Source document
------------

Your post makes it sound like you didn't, wouldn't or didn't want to sight the scope in yourself - is that correct?

Fleet
February 22, 2012, 11:43 PM
Liberty is 100% correct. Sighting in is an extra cost option, assuming there is a range nearby. If you didn't ask for it, it wasn't done.

nrgetik
February 23, 2012, 12:18 PM
I explicitly requested a bore sight, and they claimed it had been done. I'm not as avid a shooter as probably most are at these forums so, admittedly, I don't specifically know what can be expected from a bore sight. At the range, over the course of about 40 rounds, I did not hit *anywhere* on target (or backboard, for that matter) at 100yd and was was *extremely* sporadic at 50yd. I did my best to dial it in after that, but returns on effort were quickly diminishing as I did not (and do not) have any type of rest.

For my own comparison, back when the rifle only had the iron sight, my best was a 3" group at 100yd (standing), and I was fairly consistently on-target in general. With this, I assumed that the bore sight either hadn't been done or was done incorrectly. If that was unreasonable of me, then I hope the community will excuse my ignorance. It doesn't really have implications for my purposes here, however.

While it's true that I'm dissatisfied with the local shop (for more reasons than I've covered here), if I made this sound like a rant about this shop or firearms shops in general, I did not intend to. Really, I'm here to find someone in my area who perhaps enjoys gunsmithing as a hobby and wouldn't mind helping me out. My hope is that, without the pressure of 'doing business', the individual who does it because he enjoys it will both do a better job and have more patience with my relative inexperience (read: questions). Again, that is not to say that I do not expect to pay for any help provided; it's just the opposite, in fact.

Secondarily, I recognize that the chances are pretty low that someone in my local region will see this in any kind of timely manner, so if anybody has a suggestion of where else I might try searching (either online or in person), I'd be grateful.

simmonsguns
February 25, 2012, 09:35 AM
I know the mount your talking about here, for what there designed for they do OK. the little set screws on the side have to be torked down after the sighting in and paper shooting is finished or it will shoot loose. but it should also be bore sighted with a high millitary spud because of the distance from the scope and bore,than shot on paper at 25 yards,50 and 100.start short and work out.even a lazer bore sighter will get you there.it's all a guess untill you hit the paper.

Netgunsmithdotcom
February 25, 2012, 05:41 PM
Is it perhaps possible that your gun was knocked around a bit before you shot it, after it had been boresighted? All the posters have had very appropriate information so far, but perhaps it's not a disconnect between services, and expectations of results, but rather a simple accidental movement of the entire mount?

------------

Data listing
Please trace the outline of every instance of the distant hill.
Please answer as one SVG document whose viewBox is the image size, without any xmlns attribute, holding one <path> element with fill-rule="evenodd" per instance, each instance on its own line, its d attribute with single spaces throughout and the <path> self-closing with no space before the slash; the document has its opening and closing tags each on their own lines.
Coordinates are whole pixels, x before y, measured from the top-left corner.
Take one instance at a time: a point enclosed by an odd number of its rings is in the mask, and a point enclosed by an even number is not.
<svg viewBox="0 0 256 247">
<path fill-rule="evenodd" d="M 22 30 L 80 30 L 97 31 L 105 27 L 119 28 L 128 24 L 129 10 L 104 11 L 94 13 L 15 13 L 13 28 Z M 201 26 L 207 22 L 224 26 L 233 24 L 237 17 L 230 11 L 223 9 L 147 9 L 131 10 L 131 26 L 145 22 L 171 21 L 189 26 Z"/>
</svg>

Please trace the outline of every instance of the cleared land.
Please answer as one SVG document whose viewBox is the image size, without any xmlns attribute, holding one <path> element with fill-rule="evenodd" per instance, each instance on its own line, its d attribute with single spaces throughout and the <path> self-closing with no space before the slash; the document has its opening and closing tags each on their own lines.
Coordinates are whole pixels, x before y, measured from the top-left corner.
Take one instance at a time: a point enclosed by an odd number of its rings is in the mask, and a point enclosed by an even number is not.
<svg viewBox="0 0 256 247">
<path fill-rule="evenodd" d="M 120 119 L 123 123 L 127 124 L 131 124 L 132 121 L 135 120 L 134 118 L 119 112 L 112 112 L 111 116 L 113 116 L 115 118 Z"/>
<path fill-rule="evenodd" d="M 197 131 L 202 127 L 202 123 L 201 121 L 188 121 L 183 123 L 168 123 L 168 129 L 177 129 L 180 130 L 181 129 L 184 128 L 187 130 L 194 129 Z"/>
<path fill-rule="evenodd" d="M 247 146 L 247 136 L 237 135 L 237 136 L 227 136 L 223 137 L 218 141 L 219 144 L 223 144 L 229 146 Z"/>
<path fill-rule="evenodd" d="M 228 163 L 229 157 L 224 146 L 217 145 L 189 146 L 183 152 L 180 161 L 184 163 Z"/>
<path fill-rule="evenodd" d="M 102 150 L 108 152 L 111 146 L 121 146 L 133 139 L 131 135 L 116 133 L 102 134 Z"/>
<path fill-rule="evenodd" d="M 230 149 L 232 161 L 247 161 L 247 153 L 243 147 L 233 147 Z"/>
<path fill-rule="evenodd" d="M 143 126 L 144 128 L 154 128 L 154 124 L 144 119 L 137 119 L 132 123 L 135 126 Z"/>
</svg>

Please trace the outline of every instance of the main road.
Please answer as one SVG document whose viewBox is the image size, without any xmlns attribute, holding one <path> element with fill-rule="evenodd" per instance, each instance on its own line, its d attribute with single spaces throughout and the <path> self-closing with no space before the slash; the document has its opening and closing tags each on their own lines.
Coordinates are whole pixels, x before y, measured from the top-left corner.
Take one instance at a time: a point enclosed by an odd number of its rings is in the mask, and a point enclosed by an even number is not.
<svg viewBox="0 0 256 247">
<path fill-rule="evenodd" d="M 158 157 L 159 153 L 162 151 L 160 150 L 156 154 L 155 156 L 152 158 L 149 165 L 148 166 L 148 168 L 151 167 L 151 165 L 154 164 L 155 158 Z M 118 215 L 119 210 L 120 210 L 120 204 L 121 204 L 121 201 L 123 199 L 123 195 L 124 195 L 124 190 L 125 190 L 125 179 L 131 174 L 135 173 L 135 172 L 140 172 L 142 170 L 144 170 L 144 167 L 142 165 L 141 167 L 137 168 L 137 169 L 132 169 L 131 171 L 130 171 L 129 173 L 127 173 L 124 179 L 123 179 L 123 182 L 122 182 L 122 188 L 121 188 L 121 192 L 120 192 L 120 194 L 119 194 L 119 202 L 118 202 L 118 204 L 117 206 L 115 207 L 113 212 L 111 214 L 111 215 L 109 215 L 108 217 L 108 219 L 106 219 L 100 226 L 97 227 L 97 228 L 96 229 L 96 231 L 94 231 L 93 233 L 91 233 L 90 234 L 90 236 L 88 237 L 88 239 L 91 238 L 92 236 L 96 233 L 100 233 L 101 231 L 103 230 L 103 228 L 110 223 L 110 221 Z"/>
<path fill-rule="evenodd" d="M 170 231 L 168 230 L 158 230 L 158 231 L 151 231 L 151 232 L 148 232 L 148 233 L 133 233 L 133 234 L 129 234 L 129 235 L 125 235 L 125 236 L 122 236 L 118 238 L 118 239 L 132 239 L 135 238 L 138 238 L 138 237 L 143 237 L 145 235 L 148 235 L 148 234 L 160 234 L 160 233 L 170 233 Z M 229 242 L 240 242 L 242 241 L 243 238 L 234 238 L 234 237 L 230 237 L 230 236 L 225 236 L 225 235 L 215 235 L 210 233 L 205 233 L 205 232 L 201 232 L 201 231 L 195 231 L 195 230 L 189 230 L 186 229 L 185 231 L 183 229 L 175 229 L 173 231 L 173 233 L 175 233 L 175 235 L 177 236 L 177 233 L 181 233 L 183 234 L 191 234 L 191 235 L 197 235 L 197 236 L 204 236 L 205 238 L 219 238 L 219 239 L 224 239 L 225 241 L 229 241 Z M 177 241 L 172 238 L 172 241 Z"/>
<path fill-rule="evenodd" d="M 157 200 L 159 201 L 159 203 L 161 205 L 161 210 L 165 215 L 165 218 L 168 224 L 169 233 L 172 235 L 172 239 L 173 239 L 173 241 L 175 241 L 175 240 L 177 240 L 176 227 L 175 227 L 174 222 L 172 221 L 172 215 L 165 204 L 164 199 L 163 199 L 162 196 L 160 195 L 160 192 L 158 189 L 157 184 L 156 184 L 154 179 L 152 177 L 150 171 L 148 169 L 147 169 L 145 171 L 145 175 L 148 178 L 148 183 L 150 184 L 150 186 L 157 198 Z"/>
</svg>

------------

Short exercise 1
Translate this sentence from the forum thread about sighting in a scope into Spanish: "If you didn't ask for it, it wasn't done."
Short exercise 2
For each statement, say whether the forum thread about sighting in a scope agrees with it (yes or no), and quote the words of the thread that decide it.
(a) Fleet says sighting in comes at no extra charge.
(b) nrgetik asked for a bore sight.
(c) nrgetik expects any help to be given for free.
Short exercise 3
Answer these questions from the forum thread about sighting in a scope.
(a) About how many rounds did nrgetik fire at the range?
(b) With only the iron sight, what was nrgetik's best group at 100yd?
(c) At which distances does simmonsguns say to shoot on paper?

Expected answer 1
Si no lo pediste, no se hizo.

Expected answer 2
(a) No: "Sighting in is an extra cost option"
(b) Yes: "I explicitly requested a bore sight"
(c) No: "that is not to say that I do not expect to pay for any help provided"

Expected answer 3
(a) About 40 rounds.
(b) A 3" group, standing.
(c) 25 yards, 50 and 100.